Selected extract:
◆ ◆ ◆ ◆ ◆

Helping Teens Navigate the COVID-19 World

If you have teenagers in your life, you’ve probably seen firsthand how COVID-19 has uprooted their lives and norms. But until recently, most research focused on how adults and younger children are coping. Now, a survey conducted in May by the National 4-H Council is shedding light on the effects the crisis is having on teens. Here’s what all adults who are involved in teen lives need to know.

The Issues

From the loss of time honored traditions (prom, graduation) and physical isolation, to the sudden immersion in online learning and uncertainty about what will happen with schools in the fall, teens are in a unique position with the COVID-19 crisis. They’ve spent years building toward the future they imagine, but unlike adults, teens have done this within the highly structured environments of school and extracurricular activities. Once the pandemic hit, their entire structure collapsed.

State by state reopening plans have been disorganized at best, as new surges of COVID cases have caused some areas to pause or roll back their reopening processes. Your teen might have returned to sports training or started visiting restaurants again, only to have those activities shuttered once more. Or you may be in a slowly reopening state, or live in a high risk household, and your teen may not have left the house since March. Either way, life is anything but normal even months into the crisis.

Teens are also in a unique phase of psychological development. They’re more likely than younger children to grasp the magnitude of what’s going on, including the potential risks of activities they once took for granted. But because their brains are still developing and they have much less experience than adults, they are also far less likely than adults to be able to process the swiftly changing data and myriad of social media “experts” advice, and put it all into perspective. And the research shows that they’re having mental health challenges as a result.

According to the 4-H survey, roughly 70% of teens are currently struggling with their mental health, and 64% believe that going through the COVID crisis will permanently affect the mental health of their generation. Anxiety, stress, and depression are the most noted problems, at 55%, 45%, and 43% respectively. A stunning 82% of teens don’t believe that mental health is talked about enough in the United States, and 79% wish that schools offered safe spaces for difficult conversations about mental health.

Teen Resilience

The news isn’t all bad. The current generation of teens was born in the wake of 9/11. Older teens who grew up on the Gulf Coast were small children when Hurricane Katrina tore through the region. This is the first generation that was born into social media and the bullying that comes along with it. Modern teens have already faced significant hardships, which has led them to be tough and resilient. Still, teens are not small adults, and to bounce back from adversity requires some practical intervention from those who love  and care for them.

◆ ◆ ◆ ◆ ◆

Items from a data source
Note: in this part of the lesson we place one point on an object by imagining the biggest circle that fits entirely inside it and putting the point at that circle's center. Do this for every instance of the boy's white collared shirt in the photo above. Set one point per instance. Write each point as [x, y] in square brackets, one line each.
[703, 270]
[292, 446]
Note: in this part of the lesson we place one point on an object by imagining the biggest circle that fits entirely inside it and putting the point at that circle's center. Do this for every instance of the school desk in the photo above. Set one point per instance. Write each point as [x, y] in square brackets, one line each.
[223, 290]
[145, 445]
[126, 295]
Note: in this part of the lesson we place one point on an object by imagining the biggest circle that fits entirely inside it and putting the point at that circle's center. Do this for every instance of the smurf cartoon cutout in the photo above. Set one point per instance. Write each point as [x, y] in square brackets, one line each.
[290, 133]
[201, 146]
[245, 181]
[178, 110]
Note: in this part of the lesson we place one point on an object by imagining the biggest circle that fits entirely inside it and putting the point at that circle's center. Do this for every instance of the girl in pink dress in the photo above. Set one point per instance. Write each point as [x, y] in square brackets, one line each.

◆ ◆ ◆ ◆ ◆

Exercise brief:
Write the next part of the article on helping teens through COVID-19, beginning after its last sentence. The data is not required for this work.

Answer for this exercise:
Practical Tips for Parents and Other Adults

The American Psychological Association has developed a list of strategies for teens who want to become more resilient. Parents and other adults in teens’ lives should help them implement these strategies by actively setting some boundaries. These include:

  • Turn off the news: Staying informed is good, but watching continuously only builds stress.
  • Limit screen time: When staying home is the only option, screens become a lifeline. But at least some portion of life should be spent on analog activities such as exercising, cooking, or even playing board games.
  • Stay connected: Some experts have begun using the term “physical distancing” rather than “social distancing.” This underscores the fact that social connections are vital, even when people can’t physically be together. Schedule family time, and encourage your teens to call friends and relatives or connect with them via an online platform.
  • Find control: When your whole world is falling apart, you need to feel like something in your life is under your control. Whether it’s redecorating her room, learning a new skill, or letting go of a toxic friendship, help your teen find something that she alone can take charge of.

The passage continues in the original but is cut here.